PROVIDED INFORMATION: Begin
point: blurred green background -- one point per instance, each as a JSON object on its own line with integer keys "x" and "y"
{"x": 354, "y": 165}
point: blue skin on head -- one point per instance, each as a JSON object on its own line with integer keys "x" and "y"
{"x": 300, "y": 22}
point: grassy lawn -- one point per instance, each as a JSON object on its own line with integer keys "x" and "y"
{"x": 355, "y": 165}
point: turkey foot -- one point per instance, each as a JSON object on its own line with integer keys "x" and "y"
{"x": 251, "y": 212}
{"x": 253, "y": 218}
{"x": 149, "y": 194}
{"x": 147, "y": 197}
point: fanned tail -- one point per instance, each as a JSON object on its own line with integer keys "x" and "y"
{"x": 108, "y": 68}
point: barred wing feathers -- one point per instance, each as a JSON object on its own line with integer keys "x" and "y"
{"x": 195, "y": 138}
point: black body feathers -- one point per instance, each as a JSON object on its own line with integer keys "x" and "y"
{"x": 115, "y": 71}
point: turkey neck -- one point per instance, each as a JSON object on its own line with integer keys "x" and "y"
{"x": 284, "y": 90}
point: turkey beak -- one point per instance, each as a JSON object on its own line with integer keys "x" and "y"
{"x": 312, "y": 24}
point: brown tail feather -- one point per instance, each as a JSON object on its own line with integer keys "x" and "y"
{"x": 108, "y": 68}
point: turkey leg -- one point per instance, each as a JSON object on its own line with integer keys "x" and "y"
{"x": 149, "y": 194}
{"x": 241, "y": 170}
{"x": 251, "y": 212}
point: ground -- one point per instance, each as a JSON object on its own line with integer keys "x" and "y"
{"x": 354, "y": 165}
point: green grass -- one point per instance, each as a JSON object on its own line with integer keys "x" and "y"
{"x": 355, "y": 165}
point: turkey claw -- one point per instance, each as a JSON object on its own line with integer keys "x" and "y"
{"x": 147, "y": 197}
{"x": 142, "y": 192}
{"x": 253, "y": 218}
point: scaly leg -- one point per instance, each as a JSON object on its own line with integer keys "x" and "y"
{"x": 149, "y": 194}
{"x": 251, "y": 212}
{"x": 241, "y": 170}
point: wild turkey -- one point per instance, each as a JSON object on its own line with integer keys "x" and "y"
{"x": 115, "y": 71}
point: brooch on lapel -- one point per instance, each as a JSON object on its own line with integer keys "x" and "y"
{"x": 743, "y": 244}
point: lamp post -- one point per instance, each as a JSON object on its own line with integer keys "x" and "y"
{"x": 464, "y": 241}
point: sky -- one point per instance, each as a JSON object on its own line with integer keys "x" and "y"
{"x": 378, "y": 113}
PROVIDED INFORMATION: End
WHAT TO WORK ON: Write every entry out again. Leave each one exactly as it is.

PROBLEM SOLUTION:
point: blurred green background -- one point per instance, each as a JSON object on its own line with integer keys "x" and "y"
{"x": 354, "y": 165}
point: blue skin on head -- one point per instance, each as a JSON object on its own line with integer keys "x" and "y"
{"x": 300, "y": 22}
point: grassy lawn -- one point per instance, each as a JSON object on its own line with integer keys "x" and "y"
{"x": 355, "y": 165}
point: turkey foot -- one point per instance, each as a JSON object on its own line with integer keys "x" and "y"
{"x": 251, "y": 212}
{"x": 253, "y": 218}
{"x": 149, "y": 194}
{"x": 147, "y": 197}
point: fanned tail -- one point per instance, each as a JSON object on its own line with integer keys "x" and "y"
{"x": 108, "y": 68}
point: barred wing feathers -- one point per instance, each as a JSON object on its own line with integer keys "x" and "y"
{"x": 195, "y": 138}
point: black body feathers -- one point per instance, each as a JSON object on its own line with integer keys "x" and "y"
{"x": 115, "y": 71}
point: turkey neck -- one point per instance, each as a JSON object on its own line with integer keys "x" and "y"
{"x": 284, "y": 90}
point: turkey beak -- one point per instance, each as a JSON object on its own line with integer keys "x" and "y"
{"x": 312, "y": 24}
point: brown tail feather -- one point per instance, each as a JSON object on its own line with integer keys "x" and "y"
{"x": 108, "y": 68}
point: turkey leg -- one point per instance, each as a JSON object on its own line with integer keys "x" and "y"
{"x": 149, "y": 194}
{"x": 241, "y": 170}
{"x": 251, "y": 212}
point: ground -- one point per instance, each as a JSON object on its own line with integer keys "x" and "y"
{"x": 354, "y": 165}
point: green grass -- one point per instance, each as a JSON object on its own line with integer keys "x" and "y"
{"x": 355, "y": 165}
point: turkey claw -- one point per instance, each as a JSON object on its own line with integer keys "x" and "y"
{"x": 147, "y": 197}
{"x": 142, "y": 192}
{"x": 253, "y": 218}
point: scaly leg -- one point per instance, each as a JSON object on its own line with integer keys "x" and "y"
{"x": 149, "y": 194}
{"x": 251, "y": 212}
{"x": 241, "y": 170}
point: wild turkey -- one point per instance, each as a JSON object on its own line with integer keys "x" and "y"
{"x": 115, "y": 71}
point: brooch on lapel -- one point per instance, each as a JSON object on its own line with integer keys "x" and "y"
{"x": 743, "y": 244}
point: lamp post -- one point per instance, each as a JSON object on its own line with integer keys "x" and "y"
{"x": 464, "y": 241}
point: sky -- one point per instance, each as a JSON object on its own line with integer keys "x" and "y"
{"x": 378, "y": 113}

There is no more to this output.